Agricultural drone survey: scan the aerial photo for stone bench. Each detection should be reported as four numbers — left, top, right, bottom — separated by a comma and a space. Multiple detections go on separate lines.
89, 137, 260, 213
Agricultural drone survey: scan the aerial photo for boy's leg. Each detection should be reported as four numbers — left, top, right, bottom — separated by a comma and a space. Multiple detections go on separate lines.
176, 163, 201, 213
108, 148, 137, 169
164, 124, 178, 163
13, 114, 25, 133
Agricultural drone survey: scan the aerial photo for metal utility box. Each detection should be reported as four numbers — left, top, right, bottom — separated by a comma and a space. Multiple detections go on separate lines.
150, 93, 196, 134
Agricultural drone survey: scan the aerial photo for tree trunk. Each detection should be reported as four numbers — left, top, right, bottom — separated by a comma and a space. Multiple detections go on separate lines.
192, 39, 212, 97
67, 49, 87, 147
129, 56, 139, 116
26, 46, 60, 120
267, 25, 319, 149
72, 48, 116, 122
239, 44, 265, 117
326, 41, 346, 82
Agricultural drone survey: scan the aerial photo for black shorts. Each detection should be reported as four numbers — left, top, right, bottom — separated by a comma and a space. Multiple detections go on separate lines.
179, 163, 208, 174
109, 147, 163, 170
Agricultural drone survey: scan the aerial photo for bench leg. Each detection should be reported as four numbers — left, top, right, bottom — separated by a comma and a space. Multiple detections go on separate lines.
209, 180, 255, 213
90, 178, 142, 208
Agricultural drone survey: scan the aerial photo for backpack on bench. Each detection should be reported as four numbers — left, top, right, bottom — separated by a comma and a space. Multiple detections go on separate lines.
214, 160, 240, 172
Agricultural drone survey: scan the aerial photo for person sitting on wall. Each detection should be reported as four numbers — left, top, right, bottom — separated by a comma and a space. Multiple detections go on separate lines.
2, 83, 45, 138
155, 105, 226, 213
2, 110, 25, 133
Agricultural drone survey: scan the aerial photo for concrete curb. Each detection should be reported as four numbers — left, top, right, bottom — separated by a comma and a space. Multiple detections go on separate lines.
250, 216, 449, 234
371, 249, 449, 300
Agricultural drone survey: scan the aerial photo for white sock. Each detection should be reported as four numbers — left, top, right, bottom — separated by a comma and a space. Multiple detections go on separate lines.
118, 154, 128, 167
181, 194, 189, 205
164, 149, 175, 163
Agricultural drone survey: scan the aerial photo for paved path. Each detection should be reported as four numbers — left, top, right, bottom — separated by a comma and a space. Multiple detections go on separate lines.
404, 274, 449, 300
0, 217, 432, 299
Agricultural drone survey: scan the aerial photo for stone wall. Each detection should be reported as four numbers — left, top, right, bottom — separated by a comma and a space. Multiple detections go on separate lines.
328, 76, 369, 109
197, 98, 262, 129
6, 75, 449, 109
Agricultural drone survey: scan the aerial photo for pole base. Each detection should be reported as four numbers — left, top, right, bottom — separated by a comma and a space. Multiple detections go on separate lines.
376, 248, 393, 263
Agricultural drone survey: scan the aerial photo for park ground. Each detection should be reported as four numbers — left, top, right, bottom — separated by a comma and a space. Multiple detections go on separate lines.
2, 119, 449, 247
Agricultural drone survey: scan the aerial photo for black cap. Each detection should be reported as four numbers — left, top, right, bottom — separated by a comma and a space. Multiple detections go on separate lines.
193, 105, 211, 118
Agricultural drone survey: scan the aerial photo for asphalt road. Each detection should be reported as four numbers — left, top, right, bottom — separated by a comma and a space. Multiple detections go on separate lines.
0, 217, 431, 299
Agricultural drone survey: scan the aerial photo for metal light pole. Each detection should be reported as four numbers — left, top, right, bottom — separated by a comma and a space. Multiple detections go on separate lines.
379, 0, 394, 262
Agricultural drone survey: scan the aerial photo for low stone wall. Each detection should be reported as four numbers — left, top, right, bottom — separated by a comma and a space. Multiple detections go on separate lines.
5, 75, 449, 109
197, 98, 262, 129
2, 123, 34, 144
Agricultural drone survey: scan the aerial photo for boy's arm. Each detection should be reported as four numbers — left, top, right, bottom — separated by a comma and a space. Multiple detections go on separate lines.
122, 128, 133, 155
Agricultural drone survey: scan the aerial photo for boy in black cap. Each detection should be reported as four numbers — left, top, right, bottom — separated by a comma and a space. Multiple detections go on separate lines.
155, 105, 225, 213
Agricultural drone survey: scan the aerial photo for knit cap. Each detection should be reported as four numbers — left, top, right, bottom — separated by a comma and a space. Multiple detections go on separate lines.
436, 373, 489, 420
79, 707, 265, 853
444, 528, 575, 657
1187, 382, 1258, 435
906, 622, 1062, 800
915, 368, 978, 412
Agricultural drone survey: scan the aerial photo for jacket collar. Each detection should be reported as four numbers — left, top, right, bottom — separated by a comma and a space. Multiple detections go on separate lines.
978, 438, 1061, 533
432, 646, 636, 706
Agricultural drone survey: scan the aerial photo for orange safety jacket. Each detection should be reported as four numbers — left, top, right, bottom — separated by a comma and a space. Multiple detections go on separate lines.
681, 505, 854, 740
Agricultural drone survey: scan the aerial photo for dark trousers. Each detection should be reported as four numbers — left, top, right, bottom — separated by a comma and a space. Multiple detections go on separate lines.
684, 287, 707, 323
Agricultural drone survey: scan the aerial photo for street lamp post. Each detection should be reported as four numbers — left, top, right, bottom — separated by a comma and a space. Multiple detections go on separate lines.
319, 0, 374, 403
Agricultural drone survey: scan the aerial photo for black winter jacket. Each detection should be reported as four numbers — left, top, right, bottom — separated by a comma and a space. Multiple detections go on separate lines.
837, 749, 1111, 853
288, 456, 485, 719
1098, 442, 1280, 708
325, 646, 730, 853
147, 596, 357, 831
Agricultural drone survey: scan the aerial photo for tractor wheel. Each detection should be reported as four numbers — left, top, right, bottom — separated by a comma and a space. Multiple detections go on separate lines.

- _WHAT IS REQUIRED_
Arrange every line of the entries above as a JSON list of strings, one string per line, leaving out any blank lines.

- _SOLUTION TO THIS PROBLEM_
[
  "Agricultural drone survey: scan the aerial photo for stone bench. Each detection should be reported as four numbers — left, top, right, bottom — separated by a comma and a space. Multiple detections go on separate lines.",
  "89, 137, 260, 213",
  "Agricultural drone survey: scan the aerial photo for boy's leg. Each detection should be reported as four numbers — left, top, right, bottom — separated by a comma and a space. Multiple detections go on separate lines.",
  "176, 163, 201, 213",
  "108, 148, 137, 169",
  "164, 124, 178, 163",
  "13, 114, 25, 133",
  "Agricultural drone survey: scan the aerial photo for metal utility box. Each detection should be reported as four numbers — left, top, right, bottom — separated by a comma and a space. Multiple detections go on separate lines.",
  "150, 93, 196, 134",
  "Agricultural drone survey: scan the aerial photo for tree trunk. Each detection should be reported as four numbers — left, top, right, bottom — separated by a comma and a space. Multiple detections go on separate lines.",
  "192, 39, 212, 97",
  "67, 49, 87, 147",
  "129, 56, 139, 116",
  "26, 46, 60, 120",
  "267, 25, 319, 149",
  "72, 48, 116, 122",
  "239, 44, 265, 117",
  "326, 41, 346, 82",
  "Agricultural drone survey: scan the aerial photo for black shorts. Each detection should be reported as four numbers — left, top, right, bottom — separated by a comma and a space. Multiple detections go on separate lines.",
  "179, 163, 208, 174",
  "109, 147, 163, 170",
  "Agricultural drone survey: scan the aerial photo for bench leg. Each detection should be reported as four numbers — left, top, right, bottom — separated by a comma and a space. Multiple detections go on separate lines.",
  "209, 180, 255, 213",
  "90, 178, 142, 208",
  "Agricultural drone survey: scan the aerial photo for backpack on bench. Each detection should be reported as four numbers — left, top, right, bottom — separated by a comma and a space. Multiple detections go on separate lines.",
  "214, 160, 240, 172",
  "Agricultural drone survey: scan the aerial photo for person sitting on wall. Each detection should be reported as four numbers — left, top, right, bottom — separated by a comma and a space. Multiple detections go on separate lines.",
  "2, 83, 45, 138",
  "155, 105, 226, 213",
  "2, 110, 25, 133",
  "Agricultural drone survey: scan the aerial photo for concrete curb. Each detection should be reported as four numbers — left, top, right, bottom — separated by a comma and a space. Multiple detections go on separate lines.",
  "250, 216, 449, 234",
  "371, 249, 449, 300",
  "Agricultural drone survey: scan the aerial photo for white sock. Each detection should be reported as four numbers — left, top, right, bottom — separated by a comma and a space. Multiple detections go on separate lines.",
  "118, 154, 128, 167",
  "181, 194, 189, 205",
  "164, 149, 175, 163",
  "Agricultural drone survey: scan the aerial photo for paved path. Each detection should be reported as four numbers — left, top, right, bottom — separated by a comma and a space. Multiple detections go on separate lines.",
  "404, 274, 449, 300",
  "0, 217, 432, 299",
  "Agricultural drone survey: scan the aerial photo for stone wall. Each detection should be reported as four numbers — left, top, right, bottom — separated by a comma and a space. Multiple detections go on separate lines.",
  "328, 76, 369, 109",
  "197, 98, 262, 129",
  "6, 75, 449, 109",
  "Agricultural drone survey: scan the aerial photo for pole base. Each detection should be reported as four numbers — left, top, right, bottom — separated by a comma and a space. Multiple detections go on separate lines.",
  "376, 248, 393, 263",
  "Agricultural drone survey: scan the aerial photo for park ground. Each detection should be reported as four numbers — left, top, right, bottom — separated by a comma and a space. Multiple detections go on separate lines.",
  "2, 119, 449, 247",
  "Agricultural drone survey: scan the aerial photo for black cap. Each detection should be reported as four numbers — left, top, right, bottom — separated by a comma and a space. Multiple detections go on separate lines.",
  "193, 105, 211, 118",
  "Agricultural drone survey: scan the aerial photo for asphalt road. Each detection should be reported as four numbers — left, top, right, bottom — separated by a comma and a space. Multiple detections go on separate lines.",
  "0, 217, 431, 299",
  "Agricultural drone survey: scan the aerial photo for metal light pole. Each detection should be reported as four numbers — left, top, right, bottom — separated by a comma and a space. Multiple detections go on separate lines.",
  "379, 0, 394, 262",
  "Agricultural drone survey: scan the aerial photo for low stone wall. Each detection should be reported as four numbers — left, top, right, bottom — separated by a comma and a space. Multiple detections go on separate lines.",
  "5, 75, 449, 109",
  "197, 98, 262, 129",
  "2, 123, 34, 144",
  "Agricultural drone survey: scan the aerial photo for boy's arm. Each detection should be reported as four numbers — left, top, right, bottom — separated by a comma and a space. Multiple detections go on separate lines.",
  "122, 128, 133, 155",
  "Agricultural drone survey: scan the aerial photo for boy in black cap. Each detection should be reported as four numbers — left, top, right, bottom — separated by a comma and a space. Multiple detections go on separate lines.",
  "155, 105, 225, 213",
  "Agricultural drone survey: scan the aerial photo for knit cap. Each detection should be reported as four numbers — left, top, right, bottom — separated by a comma and a space. Multiple detections go on separate lines.",
  "436, 373, 489, 420",
  "79, 707, 265, 853",
  "444, 528, 575, 657",
  "1187, 382, 1258, 435",
  "906, 622, 1062, 800",
  "915, 368, 978, 412",
  "Agricultural drone survey: scan the aerial photo for jacket collar. Each detection should be reported as four numbers — left, top, right, bottom — separated by a comma and a space. Multiple detections go on separate lines.",
  "978, 438, 1061, 533",
  "432, 646, 636, 706",
  "Agricultural drone survey: scan the aerial photo for orange safety jacket. Each detection should be reported as four numbers — left, top, right, bottom — separated by a comma and a space. Multiple detections go on separate lines.",
  "681, 505, 854, 740",
  "Agricultural drone survey: scan the aerial photo for dark trousers. Each detection should be reported as four numbers — left, top, right, bottom — separated by a comma and a space. Multiple detections go on separate lines.",
  "684, 287, 707, 323",
  "Agricultural drone survey: scan the aerial photo for street lamp post. Each detection should be reported as four numbers — left, top, right, bottom — separated by a comma and a space. Multiple detections go on separate lines.",
  "319, 0, 374, 403",
  "Agricultural drone survey: scan the aerial photo for black winter jacket. Each detection should be reported as four numbers — left, top, right, bottom — separated by a comma and a space. Multiple detections go on separate lines.",
  "837, 749, 1111, 853",
  "288, 456, 485, 719",
  "1098, 442, 1280, 708",
  "325, 646, 730, 853",
  "147, 596, 357, 831",
  "Agricultural drone survey: scan the aerial photo for tractor wheel. Each detection should be reported as four numbers — left, top, right, bottom — separated by a comma and a space. Multiple detections go on separate lines."
]